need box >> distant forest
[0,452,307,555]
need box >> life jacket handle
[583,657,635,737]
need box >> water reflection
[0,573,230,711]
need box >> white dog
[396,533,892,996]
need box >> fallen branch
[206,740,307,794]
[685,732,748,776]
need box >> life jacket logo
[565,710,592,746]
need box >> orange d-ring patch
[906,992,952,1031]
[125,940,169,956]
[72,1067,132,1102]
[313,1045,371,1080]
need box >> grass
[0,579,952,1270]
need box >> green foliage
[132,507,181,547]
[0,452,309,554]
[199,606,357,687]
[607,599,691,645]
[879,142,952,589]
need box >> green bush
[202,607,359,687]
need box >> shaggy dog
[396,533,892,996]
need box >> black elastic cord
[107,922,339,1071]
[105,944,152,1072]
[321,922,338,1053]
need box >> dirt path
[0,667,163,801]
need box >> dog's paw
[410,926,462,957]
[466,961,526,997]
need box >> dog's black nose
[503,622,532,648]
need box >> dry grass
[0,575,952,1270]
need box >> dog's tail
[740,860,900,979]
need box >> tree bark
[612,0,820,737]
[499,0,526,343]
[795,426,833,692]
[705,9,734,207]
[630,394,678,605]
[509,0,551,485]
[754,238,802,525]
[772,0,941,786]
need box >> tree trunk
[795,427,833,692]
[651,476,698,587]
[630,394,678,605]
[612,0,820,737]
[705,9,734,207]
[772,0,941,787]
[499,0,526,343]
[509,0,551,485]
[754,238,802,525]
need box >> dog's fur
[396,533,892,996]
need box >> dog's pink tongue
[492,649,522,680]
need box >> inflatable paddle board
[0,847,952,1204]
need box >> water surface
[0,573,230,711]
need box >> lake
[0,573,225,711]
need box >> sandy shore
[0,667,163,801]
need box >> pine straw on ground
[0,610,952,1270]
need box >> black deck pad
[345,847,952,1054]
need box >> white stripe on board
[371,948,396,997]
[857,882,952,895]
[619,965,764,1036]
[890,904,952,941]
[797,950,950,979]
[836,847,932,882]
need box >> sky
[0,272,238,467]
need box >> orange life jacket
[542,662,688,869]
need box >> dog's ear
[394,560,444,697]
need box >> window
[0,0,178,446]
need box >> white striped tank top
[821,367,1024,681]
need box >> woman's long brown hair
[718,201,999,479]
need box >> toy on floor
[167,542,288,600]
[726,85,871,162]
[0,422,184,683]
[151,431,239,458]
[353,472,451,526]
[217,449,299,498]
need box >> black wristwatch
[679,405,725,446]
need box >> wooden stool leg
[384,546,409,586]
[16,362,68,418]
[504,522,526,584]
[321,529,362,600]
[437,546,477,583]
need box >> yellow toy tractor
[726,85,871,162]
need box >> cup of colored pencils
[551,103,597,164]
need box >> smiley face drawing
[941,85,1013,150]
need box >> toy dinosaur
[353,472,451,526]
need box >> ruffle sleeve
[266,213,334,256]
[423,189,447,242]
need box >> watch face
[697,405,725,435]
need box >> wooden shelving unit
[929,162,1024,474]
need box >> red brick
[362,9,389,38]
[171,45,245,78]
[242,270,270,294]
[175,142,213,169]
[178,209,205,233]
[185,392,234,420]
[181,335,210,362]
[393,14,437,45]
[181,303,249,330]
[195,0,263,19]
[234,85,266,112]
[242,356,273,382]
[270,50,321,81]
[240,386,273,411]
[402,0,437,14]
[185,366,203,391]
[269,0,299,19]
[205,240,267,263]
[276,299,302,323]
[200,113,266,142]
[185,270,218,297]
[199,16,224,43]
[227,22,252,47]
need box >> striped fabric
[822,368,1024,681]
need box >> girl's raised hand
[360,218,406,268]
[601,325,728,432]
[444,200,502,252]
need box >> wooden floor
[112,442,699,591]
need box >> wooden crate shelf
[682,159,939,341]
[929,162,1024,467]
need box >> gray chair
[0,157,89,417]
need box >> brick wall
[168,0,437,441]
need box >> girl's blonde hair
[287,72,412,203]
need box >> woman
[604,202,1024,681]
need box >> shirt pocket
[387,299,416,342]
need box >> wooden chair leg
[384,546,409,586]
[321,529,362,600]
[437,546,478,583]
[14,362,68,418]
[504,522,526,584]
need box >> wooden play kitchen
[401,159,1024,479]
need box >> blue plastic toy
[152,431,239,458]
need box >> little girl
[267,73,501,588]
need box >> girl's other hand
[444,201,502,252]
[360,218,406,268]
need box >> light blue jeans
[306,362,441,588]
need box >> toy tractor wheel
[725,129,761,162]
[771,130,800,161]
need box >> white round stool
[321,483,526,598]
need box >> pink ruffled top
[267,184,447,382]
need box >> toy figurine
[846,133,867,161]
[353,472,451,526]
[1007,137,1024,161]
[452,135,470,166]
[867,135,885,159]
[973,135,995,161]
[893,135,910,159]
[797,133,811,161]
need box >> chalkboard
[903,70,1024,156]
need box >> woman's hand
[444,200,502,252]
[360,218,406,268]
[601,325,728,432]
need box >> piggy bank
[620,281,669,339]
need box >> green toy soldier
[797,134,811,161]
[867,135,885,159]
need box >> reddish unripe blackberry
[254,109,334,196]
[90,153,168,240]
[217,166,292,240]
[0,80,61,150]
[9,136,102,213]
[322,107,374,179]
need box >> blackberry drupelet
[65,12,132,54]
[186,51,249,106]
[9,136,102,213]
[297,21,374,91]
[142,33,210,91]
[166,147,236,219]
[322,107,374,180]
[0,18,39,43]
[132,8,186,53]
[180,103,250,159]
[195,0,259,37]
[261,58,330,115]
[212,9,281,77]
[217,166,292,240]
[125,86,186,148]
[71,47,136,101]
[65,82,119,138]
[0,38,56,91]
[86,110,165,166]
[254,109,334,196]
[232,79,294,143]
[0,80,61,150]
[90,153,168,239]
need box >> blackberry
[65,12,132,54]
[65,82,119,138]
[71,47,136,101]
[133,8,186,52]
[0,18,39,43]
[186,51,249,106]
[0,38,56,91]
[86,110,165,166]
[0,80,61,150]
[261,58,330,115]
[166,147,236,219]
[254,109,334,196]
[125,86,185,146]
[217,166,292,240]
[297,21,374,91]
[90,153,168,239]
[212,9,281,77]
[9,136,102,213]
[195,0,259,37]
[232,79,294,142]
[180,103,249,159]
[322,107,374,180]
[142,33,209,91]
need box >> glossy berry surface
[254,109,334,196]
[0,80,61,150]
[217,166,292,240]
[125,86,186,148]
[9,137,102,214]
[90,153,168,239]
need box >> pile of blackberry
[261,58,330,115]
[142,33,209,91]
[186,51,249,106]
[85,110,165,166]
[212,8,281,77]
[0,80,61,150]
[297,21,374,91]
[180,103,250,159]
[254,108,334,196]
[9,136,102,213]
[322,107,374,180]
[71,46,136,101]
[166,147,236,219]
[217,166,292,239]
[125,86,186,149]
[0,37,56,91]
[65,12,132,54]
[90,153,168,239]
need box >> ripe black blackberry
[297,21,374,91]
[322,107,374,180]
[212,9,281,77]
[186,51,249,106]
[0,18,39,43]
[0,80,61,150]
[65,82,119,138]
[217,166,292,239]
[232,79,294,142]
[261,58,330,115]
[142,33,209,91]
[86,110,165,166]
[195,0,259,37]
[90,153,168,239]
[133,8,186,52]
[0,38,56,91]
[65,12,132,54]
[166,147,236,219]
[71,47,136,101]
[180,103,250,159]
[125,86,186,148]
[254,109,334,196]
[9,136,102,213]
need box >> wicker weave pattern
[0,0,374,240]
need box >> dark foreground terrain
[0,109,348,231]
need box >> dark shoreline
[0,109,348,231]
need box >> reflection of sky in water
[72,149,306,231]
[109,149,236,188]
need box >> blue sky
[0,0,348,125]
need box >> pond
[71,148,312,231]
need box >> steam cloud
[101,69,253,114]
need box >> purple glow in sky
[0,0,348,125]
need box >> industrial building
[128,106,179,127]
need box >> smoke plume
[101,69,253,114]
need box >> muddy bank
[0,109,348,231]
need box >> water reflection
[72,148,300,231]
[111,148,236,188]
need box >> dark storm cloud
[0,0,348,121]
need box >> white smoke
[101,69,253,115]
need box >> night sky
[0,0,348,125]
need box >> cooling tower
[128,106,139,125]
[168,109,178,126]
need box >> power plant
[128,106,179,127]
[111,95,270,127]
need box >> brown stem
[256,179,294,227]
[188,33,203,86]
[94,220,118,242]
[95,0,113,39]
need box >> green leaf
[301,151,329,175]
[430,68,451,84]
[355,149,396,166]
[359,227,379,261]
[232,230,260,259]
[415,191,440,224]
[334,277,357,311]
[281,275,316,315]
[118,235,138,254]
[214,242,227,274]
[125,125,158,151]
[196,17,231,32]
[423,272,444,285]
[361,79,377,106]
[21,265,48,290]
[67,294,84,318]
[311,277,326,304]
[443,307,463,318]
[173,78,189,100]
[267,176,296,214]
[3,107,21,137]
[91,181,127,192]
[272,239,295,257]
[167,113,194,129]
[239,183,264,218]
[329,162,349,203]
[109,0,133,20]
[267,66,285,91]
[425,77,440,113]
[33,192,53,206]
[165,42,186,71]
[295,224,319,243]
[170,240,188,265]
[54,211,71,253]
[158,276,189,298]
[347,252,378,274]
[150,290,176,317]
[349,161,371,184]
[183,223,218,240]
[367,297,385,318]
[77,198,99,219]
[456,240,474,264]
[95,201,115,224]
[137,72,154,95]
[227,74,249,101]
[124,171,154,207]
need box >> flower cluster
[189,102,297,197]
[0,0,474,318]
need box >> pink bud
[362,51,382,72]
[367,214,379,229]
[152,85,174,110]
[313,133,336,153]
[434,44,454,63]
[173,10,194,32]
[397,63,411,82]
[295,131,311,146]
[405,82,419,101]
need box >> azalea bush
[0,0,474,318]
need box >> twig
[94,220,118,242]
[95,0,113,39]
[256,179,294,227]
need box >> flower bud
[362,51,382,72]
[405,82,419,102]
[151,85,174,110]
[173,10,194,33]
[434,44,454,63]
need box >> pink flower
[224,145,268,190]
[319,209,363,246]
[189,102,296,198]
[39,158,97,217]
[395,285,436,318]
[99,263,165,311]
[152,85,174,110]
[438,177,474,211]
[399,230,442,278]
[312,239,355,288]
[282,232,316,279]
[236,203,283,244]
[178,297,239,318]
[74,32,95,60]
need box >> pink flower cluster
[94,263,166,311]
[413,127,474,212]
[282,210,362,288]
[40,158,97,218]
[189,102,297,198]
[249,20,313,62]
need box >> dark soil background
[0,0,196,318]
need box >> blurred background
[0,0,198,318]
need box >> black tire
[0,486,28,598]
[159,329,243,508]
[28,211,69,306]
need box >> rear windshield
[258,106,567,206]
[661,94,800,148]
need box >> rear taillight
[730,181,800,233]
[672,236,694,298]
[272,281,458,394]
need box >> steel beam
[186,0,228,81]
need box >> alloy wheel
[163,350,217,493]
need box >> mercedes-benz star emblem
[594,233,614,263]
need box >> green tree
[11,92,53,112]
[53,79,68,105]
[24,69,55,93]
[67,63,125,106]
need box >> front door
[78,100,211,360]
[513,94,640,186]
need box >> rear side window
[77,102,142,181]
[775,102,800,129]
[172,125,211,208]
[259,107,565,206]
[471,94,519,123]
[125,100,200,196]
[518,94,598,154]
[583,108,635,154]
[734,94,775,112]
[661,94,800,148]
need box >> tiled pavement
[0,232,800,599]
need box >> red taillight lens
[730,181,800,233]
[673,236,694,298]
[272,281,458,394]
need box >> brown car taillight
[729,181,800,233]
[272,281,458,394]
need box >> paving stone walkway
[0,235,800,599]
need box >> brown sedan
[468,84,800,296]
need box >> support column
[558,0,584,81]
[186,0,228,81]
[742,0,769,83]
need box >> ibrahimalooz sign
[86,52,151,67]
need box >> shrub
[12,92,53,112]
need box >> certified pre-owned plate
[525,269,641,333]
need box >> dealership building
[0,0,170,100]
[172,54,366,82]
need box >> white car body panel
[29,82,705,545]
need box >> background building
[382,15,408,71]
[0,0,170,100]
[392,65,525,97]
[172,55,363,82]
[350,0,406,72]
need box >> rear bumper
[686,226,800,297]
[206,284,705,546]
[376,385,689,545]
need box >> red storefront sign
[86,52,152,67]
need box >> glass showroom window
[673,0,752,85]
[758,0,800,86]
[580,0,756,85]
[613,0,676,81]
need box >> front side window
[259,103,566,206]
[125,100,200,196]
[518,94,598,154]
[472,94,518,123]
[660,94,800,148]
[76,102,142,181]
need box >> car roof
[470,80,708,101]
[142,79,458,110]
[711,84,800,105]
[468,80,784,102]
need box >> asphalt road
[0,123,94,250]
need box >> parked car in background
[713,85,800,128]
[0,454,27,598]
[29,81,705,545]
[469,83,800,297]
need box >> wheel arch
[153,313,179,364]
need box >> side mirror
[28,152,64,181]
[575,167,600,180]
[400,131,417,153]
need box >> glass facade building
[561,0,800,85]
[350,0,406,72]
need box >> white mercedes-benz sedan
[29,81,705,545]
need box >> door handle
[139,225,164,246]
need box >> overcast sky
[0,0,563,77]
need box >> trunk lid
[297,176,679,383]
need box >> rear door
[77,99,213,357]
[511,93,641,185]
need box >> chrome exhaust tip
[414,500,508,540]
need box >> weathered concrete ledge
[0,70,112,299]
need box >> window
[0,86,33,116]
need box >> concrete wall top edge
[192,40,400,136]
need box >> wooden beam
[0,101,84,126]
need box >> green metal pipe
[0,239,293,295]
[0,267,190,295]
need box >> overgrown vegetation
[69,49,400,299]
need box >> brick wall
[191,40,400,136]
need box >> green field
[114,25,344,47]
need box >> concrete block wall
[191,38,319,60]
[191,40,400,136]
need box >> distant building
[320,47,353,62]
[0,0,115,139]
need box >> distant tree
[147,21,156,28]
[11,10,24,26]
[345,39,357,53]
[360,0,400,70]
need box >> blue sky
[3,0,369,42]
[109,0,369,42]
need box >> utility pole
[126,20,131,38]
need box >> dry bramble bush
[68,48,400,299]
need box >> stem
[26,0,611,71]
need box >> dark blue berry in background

● **DIRECTION**:
Please switch "fallen branch" to "broken branch" in everything from the start of the rows down to the line with "[685,732,748,776]", and give those lines again with nothing else changed.

● **SOLUTION TO THIS PROBLEM**:
need box >> distant forest
[0,452,307,555]
need box >> life jacket handle
[583,657,635,737]
need box >> water reflection
[0,573,230,711]
need box >> white dog
[396,533,892,996]
need box >> broken branch
[206,740,307,794]
[685,732,748,776]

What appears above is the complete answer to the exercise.